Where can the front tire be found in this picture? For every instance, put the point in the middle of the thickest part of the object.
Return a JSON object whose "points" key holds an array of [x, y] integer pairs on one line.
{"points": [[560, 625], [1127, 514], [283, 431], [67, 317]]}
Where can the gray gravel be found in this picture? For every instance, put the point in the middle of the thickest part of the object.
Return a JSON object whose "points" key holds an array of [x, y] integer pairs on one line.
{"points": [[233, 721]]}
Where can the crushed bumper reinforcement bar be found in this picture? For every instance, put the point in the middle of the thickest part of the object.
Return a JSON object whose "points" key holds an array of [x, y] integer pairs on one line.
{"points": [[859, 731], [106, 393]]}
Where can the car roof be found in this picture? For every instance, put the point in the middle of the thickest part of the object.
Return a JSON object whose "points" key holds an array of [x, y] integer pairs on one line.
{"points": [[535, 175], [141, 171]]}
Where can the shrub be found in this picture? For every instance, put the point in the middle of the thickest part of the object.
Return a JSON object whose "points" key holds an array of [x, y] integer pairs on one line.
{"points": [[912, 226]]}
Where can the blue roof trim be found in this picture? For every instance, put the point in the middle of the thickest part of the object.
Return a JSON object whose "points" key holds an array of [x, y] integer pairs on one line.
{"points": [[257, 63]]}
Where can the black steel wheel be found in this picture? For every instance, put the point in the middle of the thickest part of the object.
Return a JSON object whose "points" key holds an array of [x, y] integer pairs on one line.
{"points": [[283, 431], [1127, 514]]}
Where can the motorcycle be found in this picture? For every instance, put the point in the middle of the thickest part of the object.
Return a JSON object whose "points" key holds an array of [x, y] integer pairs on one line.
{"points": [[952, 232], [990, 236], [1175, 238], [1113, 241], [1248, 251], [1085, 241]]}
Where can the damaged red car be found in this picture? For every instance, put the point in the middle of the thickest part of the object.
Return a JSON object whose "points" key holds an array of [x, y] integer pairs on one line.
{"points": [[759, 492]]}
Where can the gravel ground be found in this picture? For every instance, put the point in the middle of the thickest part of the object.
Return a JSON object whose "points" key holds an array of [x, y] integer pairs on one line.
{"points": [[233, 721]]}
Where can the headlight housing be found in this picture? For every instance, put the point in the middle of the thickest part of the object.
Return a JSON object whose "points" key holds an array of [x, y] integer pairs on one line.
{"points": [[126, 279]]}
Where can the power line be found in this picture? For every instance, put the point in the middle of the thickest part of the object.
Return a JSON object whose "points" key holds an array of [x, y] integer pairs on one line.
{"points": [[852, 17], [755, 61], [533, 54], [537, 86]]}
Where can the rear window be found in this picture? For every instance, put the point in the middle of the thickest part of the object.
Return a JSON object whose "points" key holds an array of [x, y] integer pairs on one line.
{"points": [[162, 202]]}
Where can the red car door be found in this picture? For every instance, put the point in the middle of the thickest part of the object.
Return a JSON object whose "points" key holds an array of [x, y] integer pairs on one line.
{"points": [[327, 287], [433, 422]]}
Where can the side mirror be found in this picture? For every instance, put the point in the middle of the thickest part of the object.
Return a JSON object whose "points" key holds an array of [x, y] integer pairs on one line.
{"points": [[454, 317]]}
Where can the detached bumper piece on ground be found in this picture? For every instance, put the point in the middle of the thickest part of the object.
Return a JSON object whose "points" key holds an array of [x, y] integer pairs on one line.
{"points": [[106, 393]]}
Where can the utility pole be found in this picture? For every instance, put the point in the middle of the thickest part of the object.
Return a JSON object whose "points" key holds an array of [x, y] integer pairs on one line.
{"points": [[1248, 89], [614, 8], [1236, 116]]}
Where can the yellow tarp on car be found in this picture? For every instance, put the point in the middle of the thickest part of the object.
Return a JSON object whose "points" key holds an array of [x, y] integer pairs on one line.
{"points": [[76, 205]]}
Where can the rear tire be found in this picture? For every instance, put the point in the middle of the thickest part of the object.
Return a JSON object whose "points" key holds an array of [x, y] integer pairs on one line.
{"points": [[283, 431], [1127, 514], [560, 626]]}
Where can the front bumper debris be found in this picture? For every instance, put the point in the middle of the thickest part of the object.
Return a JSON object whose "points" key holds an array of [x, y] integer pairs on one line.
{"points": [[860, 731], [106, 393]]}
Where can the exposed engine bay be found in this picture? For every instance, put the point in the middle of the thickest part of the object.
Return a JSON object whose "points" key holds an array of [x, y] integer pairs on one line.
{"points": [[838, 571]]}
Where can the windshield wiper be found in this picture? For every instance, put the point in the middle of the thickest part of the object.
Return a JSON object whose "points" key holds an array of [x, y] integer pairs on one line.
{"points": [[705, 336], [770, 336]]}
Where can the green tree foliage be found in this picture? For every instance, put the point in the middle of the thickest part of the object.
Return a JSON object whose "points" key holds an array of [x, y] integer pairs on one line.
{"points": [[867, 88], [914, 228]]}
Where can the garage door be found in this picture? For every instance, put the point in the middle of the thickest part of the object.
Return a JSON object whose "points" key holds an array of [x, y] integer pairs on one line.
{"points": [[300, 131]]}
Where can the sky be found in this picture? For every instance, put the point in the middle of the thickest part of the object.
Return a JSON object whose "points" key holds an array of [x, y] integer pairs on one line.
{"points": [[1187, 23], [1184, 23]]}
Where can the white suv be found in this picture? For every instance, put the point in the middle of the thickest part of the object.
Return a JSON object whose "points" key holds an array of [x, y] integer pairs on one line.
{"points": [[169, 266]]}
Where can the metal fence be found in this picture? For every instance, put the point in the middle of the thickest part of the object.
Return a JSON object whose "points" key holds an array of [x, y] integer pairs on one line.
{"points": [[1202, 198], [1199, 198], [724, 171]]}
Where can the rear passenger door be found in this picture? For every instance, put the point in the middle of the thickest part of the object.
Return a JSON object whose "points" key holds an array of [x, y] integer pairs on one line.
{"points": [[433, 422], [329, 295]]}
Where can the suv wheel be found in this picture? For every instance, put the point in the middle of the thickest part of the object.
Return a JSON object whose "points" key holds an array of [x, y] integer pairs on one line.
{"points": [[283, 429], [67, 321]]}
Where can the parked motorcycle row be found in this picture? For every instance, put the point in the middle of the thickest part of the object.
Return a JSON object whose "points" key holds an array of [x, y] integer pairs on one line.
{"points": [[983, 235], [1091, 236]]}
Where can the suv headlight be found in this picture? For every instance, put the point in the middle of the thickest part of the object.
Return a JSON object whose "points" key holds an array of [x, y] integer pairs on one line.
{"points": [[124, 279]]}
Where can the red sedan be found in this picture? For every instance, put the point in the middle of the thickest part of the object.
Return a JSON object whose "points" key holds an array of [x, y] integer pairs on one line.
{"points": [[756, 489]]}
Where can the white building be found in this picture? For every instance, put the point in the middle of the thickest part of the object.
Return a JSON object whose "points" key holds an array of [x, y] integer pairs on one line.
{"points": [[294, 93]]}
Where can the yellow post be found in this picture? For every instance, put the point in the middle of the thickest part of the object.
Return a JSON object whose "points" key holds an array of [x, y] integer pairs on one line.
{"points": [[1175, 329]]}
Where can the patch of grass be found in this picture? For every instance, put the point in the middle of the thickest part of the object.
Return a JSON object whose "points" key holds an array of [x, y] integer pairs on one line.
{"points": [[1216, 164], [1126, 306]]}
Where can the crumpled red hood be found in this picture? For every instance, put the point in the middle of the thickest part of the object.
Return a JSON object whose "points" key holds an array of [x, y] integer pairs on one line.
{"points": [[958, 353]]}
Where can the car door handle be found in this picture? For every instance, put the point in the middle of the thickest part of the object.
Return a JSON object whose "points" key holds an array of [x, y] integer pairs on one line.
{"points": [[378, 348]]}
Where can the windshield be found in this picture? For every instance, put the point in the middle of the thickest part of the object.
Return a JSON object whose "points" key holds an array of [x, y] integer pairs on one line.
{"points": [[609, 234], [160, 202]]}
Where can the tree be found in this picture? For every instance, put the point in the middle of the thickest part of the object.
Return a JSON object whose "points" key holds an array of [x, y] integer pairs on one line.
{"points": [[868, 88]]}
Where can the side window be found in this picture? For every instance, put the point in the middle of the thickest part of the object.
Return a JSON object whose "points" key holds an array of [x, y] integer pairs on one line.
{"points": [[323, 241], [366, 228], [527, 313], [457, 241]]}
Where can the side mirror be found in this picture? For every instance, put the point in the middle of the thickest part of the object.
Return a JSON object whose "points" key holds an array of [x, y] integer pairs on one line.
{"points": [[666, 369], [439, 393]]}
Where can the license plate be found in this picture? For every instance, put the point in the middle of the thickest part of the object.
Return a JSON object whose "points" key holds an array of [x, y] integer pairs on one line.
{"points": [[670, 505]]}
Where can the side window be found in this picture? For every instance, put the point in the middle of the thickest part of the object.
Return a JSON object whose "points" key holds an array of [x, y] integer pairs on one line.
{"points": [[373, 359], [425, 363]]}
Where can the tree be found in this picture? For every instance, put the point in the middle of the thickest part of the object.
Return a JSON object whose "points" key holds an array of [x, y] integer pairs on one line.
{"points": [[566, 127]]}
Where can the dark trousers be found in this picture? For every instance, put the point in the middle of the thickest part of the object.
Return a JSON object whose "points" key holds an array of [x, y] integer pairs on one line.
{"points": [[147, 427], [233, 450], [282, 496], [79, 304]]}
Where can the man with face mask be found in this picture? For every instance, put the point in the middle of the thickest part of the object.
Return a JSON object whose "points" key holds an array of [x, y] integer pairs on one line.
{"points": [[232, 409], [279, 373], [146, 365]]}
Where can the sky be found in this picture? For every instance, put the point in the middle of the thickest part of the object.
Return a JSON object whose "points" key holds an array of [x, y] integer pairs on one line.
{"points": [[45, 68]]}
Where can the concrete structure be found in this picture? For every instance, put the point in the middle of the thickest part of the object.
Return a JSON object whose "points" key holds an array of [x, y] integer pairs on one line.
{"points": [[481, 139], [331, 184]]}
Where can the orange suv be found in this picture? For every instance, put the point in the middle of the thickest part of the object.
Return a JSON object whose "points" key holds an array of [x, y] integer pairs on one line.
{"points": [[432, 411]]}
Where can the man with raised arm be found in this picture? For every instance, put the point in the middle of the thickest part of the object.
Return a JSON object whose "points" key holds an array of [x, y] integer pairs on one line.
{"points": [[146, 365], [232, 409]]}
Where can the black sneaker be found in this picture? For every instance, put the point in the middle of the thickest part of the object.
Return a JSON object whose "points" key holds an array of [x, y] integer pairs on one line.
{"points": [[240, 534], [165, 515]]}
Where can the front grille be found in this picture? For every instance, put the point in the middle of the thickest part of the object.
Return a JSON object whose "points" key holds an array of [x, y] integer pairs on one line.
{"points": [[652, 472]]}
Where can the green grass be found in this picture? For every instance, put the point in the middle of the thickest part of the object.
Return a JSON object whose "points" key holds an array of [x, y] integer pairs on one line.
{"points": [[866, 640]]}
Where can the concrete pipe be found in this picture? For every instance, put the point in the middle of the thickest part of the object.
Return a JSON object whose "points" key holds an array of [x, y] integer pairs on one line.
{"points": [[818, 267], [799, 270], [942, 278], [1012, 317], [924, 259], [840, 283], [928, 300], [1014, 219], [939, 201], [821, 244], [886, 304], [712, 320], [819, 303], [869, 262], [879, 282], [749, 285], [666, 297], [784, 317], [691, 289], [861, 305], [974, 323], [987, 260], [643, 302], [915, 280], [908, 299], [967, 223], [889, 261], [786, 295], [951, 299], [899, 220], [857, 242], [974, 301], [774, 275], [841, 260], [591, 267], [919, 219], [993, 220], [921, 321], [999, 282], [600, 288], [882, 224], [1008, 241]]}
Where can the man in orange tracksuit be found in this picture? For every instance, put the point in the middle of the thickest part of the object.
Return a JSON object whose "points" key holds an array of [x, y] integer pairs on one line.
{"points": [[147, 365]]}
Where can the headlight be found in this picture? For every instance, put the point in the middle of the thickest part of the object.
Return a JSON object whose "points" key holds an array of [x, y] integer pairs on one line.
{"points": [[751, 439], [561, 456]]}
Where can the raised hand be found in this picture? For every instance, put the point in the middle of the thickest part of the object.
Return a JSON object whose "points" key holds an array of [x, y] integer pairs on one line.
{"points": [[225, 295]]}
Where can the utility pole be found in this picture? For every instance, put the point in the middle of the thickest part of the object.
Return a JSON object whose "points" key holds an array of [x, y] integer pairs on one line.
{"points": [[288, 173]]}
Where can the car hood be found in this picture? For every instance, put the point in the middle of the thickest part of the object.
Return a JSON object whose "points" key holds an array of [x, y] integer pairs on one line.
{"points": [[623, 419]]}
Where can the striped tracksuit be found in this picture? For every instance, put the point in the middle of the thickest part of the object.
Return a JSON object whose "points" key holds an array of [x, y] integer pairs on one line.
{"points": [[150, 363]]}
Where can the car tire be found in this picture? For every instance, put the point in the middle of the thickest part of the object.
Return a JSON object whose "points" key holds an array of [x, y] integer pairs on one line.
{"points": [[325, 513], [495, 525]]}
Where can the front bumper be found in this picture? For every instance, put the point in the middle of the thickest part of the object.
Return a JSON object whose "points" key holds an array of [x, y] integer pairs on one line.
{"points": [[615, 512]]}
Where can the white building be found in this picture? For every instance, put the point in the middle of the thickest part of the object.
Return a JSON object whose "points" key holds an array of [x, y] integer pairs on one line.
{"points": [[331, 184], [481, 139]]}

————

● Exercise directions: Take the lines from the one containing "Where can the car hood" to the last line of the material above and write them out exactly.

● Exercise answer:
Where can the car hood be found in this picture? For every instance, put the point in the middle of the thickest part of the object.
Return a JSON object whose "points" key holds an array of [x, y] integer pairs on one line.
{"points": [[623, 419]]}
Where can the striped tracksuit be found in this picture? For every instance, put the point in the middle of the thickest part of the object.
Return a JSON object whose "points" key holds an array of [x, y] integer pairs on one line.
{"points": [[150, 363]]}
Where can the car tire be found in this picture? For every instance, put the point in the middle of the thickest part of the object.
Return a JSON object whose "points" key holds an array of [x, y] integer pairs on one line.
{"points": [[325, 513], [495, 525]]}
Where can the front bumper be found in this picture? For every instance, put the point in the middle of the thickest part of the object.
Return a JSON object whose "points" key holds an array of [x, y] integer pairs on one line.
{"points": [[615, 512]]}
Where can the white building be found in this picture? For every instance, put the point in the middle of the thickest part of the object.
Return a JSON object whose "points" key holds an array of [x, y] integer pairs on one line.
{"points": [[331, 184], [481, 139]]}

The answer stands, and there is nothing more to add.